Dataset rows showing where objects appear
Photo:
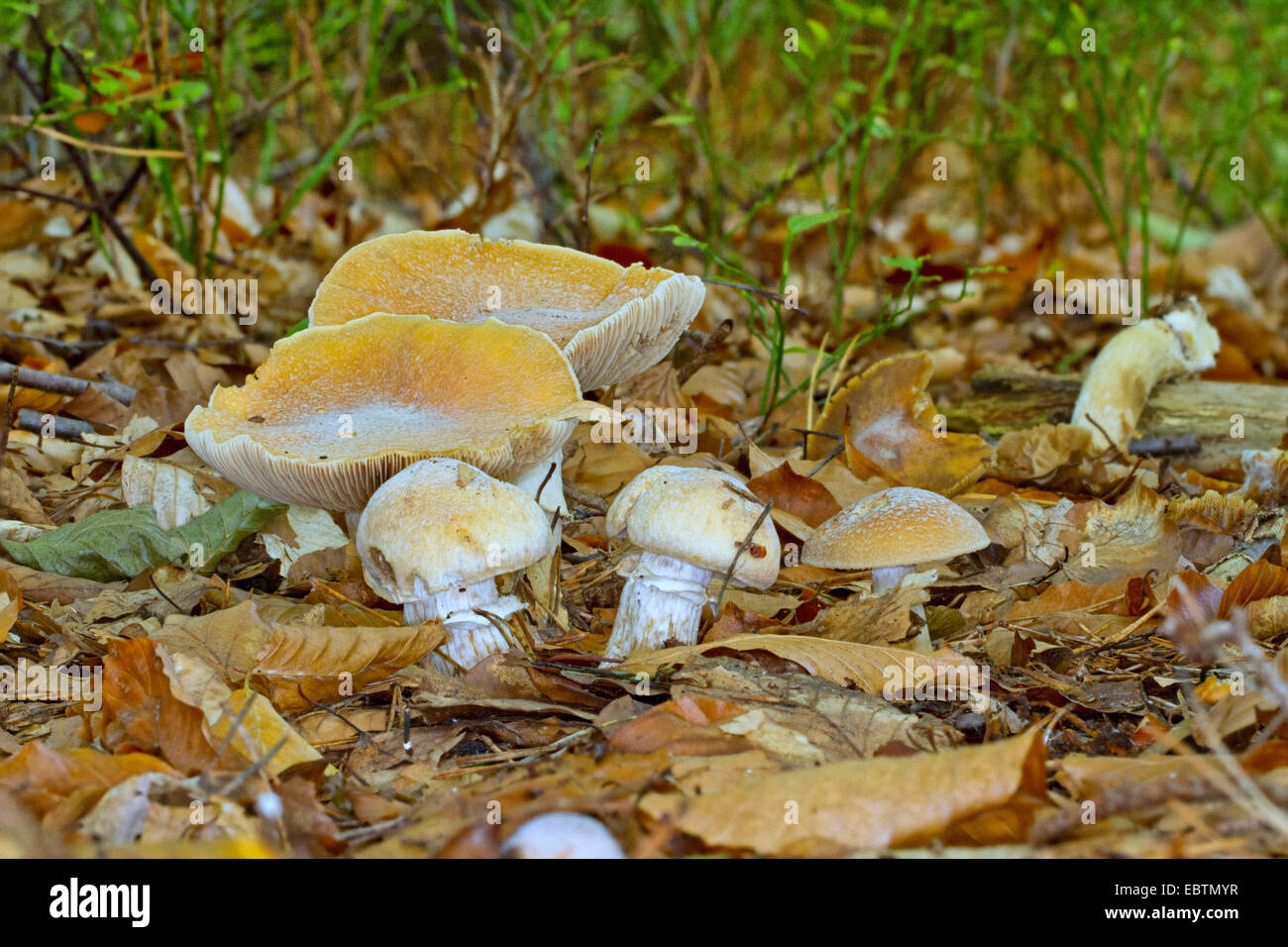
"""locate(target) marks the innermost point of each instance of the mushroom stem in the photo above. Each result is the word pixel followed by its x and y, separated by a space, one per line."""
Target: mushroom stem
pixel 888 577
pixel 471 637
pixel 662 600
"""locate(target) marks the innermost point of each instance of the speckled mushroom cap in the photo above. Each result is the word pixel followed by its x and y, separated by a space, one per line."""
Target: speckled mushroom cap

# Task statement:
Put every line of the entries above into a JSON list of strings, with one string per line and no blank lines. Leave the pictures out.

# Response to this task:
[
  "Photo:",
  "\"\"\"locate(target) marks the innermost point of each instance of the mushroom stem in the photo above. Each result is the word pixel followed by its x and y, separated by a space, one per line.\"\"\"",
  "Target: mushroom stem",
  "pixel 888 577",
  "pixel 471 637",
  "pixel 662 600",
  "\"\"\"locate(target) marks the innermost point of each instance of the speckled mushroom cap in the photo above. Each result is the word pixel followed by its x and y, separated by a space, one per line.\"\"\"",
  "Target: speckled mushroom cap"
]